-- SOURCE MATERIAL --
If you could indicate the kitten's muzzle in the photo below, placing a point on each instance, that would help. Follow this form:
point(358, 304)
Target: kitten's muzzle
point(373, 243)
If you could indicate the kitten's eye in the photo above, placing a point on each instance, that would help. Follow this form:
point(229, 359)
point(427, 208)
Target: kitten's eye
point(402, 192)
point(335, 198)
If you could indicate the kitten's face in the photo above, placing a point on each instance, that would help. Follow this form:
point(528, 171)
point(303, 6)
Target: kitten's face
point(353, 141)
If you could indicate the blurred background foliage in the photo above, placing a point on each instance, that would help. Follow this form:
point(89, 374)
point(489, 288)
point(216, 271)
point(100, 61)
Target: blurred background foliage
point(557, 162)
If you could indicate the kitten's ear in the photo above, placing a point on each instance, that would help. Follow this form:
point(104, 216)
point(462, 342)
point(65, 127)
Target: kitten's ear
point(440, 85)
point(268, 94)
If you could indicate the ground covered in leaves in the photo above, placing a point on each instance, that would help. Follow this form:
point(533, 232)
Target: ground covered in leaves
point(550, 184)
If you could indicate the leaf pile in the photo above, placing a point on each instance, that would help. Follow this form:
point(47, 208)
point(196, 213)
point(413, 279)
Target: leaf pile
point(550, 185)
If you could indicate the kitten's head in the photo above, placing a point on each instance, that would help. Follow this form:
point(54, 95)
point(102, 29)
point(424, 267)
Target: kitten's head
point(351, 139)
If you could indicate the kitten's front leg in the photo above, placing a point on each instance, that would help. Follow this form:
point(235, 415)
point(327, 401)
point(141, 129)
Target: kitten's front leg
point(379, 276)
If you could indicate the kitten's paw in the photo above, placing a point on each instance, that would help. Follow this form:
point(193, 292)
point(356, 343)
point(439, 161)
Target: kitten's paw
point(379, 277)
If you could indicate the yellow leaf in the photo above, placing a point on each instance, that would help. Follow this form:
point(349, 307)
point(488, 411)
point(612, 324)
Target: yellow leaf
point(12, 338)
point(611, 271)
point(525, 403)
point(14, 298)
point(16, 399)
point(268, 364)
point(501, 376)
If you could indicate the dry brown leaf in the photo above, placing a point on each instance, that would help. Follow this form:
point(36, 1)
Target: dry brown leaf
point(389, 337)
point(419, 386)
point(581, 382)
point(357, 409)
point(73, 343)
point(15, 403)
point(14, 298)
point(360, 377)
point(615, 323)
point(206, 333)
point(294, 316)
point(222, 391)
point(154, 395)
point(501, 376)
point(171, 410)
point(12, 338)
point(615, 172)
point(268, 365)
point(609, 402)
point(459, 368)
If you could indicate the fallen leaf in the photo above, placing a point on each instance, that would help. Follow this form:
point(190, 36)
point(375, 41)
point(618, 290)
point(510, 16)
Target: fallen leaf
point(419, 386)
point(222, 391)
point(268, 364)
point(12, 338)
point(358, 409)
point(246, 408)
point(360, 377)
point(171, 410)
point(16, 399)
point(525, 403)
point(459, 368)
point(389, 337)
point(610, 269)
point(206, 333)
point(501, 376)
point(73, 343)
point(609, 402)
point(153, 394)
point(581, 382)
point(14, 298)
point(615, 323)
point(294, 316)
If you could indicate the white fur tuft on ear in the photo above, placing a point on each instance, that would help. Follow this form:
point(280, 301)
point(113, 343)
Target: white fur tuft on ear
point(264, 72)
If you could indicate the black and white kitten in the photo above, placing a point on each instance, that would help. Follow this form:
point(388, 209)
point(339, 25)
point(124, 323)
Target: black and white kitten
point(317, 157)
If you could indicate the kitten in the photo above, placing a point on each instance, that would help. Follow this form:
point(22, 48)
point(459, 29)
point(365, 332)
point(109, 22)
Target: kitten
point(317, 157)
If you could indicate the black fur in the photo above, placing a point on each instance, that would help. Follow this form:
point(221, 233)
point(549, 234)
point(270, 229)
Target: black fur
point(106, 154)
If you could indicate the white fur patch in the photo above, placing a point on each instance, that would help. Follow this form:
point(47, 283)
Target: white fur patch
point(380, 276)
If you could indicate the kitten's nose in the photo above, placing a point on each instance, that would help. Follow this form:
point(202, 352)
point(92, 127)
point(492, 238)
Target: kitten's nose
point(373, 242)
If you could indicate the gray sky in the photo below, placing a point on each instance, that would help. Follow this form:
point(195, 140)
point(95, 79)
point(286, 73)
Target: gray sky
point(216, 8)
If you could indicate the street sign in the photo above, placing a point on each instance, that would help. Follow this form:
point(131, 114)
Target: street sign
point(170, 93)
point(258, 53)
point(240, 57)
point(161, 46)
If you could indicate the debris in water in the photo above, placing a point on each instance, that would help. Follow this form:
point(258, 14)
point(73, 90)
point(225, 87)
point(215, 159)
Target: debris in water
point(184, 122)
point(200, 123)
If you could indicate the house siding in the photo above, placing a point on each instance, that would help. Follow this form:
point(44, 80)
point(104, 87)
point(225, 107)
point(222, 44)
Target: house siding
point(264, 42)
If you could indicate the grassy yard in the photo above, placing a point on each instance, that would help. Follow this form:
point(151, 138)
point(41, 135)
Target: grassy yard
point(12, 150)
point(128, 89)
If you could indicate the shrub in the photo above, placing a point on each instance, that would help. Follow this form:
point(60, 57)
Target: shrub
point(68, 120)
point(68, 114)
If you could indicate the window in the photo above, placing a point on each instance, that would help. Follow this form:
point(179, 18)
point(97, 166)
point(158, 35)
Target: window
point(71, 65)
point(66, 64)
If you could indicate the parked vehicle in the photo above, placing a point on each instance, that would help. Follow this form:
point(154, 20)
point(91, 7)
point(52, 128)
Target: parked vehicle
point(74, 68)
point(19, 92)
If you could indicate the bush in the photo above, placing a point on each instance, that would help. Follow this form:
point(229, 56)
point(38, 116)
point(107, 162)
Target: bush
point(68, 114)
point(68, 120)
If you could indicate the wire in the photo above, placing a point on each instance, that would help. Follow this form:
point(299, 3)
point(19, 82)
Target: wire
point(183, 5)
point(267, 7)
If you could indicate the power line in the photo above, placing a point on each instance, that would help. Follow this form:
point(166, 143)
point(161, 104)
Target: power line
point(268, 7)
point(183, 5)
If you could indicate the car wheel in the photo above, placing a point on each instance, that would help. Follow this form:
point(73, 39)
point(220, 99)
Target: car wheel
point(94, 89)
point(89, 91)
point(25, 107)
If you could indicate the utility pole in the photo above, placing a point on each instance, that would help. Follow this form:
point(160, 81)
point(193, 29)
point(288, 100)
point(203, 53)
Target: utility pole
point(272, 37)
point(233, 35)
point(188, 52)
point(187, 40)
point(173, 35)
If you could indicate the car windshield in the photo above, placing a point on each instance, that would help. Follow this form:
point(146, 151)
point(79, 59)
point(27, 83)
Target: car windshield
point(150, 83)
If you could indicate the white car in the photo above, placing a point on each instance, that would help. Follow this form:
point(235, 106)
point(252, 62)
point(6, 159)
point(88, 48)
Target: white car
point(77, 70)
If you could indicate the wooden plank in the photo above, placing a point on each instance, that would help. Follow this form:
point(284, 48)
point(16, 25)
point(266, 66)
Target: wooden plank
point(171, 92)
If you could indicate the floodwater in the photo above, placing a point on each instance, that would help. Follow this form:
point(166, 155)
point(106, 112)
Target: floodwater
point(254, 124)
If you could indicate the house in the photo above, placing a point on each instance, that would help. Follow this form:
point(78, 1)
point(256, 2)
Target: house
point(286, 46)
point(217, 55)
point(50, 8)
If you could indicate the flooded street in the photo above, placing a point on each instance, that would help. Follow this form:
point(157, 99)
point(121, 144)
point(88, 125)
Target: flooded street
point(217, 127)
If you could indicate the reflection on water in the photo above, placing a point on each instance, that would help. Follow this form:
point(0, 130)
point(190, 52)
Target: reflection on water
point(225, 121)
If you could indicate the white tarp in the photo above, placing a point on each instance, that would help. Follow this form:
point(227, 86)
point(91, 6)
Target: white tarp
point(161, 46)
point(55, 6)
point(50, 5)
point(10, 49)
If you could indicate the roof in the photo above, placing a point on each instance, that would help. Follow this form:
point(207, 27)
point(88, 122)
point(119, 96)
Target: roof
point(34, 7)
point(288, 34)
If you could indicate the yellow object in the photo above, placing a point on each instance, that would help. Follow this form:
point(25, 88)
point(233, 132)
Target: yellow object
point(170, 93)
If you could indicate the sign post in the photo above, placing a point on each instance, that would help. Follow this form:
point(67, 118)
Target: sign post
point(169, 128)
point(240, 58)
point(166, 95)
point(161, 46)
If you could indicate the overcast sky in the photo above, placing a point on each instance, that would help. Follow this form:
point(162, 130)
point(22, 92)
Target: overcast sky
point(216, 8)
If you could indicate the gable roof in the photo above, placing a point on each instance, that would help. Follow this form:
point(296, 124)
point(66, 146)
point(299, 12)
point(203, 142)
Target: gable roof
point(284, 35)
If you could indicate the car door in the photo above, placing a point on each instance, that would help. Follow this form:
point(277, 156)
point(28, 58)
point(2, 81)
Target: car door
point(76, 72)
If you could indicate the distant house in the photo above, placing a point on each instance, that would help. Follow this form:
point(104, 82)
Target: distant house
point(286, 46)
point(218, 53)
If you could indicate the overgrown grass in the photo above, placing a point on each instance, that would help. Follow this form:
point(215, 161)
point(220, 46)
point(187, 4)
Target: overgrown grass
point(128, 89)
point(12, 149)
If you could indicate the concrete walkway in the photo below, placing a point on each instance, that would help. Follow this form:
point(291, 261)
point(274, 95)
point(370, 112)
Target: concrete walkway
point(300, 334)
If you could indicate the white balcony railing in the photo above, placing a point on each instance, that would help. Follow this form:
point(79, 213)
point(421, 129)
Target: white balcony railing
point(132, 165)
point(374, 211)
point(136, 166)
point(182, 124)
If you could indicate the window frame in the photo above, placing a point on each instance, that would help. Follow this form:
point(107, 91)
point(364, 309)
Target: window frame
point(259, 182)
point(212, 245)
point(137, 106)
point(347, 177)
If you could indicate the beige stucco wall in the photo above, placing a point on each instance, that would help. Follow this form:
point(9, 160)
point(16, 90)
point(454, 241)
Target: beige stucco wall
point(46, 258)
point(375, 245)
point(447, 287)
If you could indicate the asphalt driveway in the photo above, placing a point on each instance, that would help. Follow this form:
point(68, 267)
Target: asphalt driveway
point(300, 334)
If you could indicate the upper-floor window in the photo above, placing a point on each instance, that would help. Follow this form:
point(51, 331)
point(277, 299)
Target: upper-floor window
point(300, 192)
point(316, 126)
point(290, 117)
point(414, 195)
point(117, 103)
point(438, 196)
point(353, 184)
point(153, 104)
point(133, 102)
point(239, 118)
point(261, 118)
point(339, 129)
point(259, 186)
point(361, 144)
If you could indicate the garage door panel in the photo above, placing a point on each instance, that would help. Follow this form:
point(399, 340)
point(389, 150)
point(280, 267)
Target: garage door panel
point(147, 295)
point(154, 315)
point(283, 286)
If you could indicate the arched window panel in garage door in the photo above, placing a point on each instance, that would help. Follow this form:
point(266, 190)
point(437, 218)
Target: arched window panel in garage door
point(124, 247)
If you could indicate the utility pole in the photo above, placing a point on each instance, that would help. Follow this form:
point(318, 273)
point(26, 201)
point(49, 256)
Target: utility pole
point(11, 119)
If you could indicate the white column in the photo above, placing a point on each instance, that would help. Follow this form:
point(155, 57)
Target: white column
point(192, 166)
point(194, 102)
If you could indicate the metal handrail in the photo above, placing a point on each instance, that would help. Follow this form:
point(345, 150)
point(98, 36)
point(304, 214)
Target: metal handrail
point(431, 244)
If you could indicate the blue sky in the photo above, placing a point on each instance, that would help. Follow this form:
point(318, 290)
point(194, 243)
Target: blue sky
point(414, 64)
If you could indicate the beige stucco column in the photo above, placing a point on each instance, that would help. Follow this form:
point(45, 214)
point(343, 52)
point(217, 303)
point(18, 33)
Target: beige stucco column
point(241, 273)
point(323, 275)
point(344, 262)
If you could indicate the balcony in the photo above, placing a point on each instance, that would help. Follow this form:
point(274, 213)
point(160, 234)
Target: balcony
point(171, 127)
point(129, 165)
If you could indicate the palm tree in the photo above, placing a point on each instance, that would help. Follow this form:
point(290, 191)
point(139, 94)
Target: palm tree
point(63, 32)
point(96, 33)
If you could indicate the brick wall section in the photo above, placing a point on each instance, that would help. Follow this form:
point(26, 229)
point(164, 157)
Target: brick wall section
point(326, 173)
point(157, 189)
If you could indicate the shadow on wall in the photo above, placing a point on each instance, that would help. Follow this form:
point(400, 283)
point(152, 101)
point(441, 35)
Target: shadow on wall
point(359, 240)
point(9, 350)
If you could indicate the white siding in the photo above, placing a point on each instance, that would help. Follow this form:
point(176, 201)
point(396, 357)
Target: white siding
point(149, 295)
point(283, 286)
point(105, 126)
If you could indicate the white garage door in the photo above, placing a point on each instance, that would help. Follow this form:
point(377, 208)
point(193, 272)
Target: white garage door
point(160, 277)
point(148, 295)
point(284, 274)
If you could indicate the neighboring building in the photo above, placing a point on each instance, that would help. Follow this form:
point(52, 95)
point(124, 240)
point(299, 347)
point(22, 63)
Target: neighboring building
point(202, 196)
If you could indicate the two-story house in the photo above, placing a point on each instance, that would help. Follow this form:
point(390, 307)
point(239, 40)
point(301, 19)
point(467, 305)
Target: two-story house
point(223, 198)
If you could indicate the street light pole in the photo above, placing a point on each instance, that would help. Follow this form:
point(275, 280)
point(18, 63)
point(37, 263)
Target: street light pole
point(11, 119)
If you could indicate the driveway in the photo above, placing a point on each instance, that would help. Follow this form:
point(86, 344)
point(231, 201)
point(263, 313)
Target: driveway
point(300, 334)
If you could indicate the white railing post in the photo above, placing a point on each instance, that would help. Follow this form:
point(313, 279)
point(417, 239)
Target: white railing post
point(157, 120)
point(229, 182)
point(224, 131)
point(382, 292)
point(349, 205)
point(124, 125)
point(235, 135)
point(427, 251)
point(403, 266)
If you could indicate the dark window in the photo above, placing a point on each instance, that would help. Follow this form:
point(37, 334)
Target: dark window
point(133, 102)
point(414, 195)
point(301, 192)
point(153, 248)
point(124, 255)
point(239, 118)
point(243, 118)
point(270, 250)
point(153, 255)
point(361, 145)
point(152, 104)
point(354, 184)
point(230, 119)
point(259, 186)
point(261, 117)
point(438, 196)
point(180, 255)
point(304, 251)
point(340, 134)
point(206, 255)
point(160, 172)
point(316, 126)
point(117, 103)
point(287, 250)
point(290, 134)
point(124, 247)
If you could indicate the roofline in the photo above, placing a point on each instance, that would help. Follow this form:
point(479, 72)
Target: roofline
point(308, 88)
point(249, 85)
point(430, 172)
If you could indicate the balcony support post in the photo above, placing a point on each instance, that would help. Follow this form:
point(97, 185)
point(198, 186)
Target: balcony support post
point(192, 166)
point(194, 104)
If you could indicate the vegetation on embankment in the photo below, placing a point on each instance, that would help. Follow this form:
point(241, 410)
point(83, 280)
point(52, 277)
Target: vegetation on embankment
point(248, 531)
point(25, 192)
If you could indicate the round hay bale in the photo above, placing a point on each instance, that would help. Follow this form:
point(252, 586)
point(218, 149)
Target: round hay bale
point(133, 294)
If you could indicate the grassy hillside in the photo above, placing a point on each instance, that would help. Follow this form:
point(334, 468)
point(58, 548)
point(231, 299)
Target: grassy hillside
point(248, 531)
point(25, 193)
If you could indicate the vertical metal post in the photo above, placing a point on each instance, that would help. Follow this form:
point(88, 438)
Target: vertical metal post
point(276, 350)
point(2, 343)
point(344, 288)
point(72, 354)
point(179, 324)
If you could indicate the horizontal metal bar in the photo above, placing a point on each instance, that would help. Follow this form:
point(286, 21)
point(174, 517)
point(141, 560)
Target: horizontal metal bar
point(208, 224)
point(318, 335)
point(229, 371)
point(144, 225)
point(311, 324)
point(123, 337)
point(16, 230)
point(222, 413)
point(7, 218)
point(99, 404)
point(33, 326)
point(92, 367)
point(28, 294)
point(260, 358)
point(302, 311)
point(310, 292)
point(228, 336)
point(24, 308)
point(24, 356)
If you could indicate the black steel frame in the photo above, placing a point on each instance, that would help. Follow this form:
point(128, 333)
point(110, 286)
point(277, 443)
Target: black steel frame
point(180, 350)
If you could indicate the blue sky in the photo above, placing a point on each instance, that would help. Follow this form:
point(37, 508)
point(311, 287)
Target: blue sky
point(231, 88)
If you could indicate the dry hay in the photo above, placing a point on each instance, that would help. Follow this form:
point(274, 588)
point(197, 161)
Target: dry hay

-- WRITTEN TASK --
Write out the part of the items above that opens with the line containing "If you could indicate the metal" and closes with the line containing "point(157, 189)", including both of those lines, reproducing every line unchanged.

-- WRITTEN SOLUTION --
If you could indicate the metal handrail in the photo above, placing a point on each instance, that would help. Follow this form:
point(345, 150)
point(98, 36)
point(304, 214)
Target: metal handrail
point(431, 244)
If you could indicate the blue sky in the photo above, placing a point on each instance, that would help. Follow this form:
point(318, 290)
point(194, 243)
Target: blue sky
point(414, 64)
If you could indicate the beige stucco column in the photo above, placing a point on each instance, that would help. Follow this form:
point(45, 214)
point(343, 52)
point(217, 303)
point(18, 33)
Target: beige stucco column
point(241, 273)
point(323, 275)
point(344, 262)
If you could indicate the balcony in the photo above, placing a point on each instance, that would help. Follow this form:
point(274, 213)
point(160, 234)
Target: balcony
point(171, 127)
point(129, 165)
If you could indicate the palm tree in the photo above, placing a point on each instance, that would help. Follow this form:
point(290, 191)
point(139, 94)
Target: palm tree
point(63, 32)
point(96, 33)
If you could indicate the brick wall section in the photo above, placing a point on each instance, that would help. Follow this form:
point(26, 229)
point(164, 157)
Target: brick wall section
point(326, 173)
point(157, 189)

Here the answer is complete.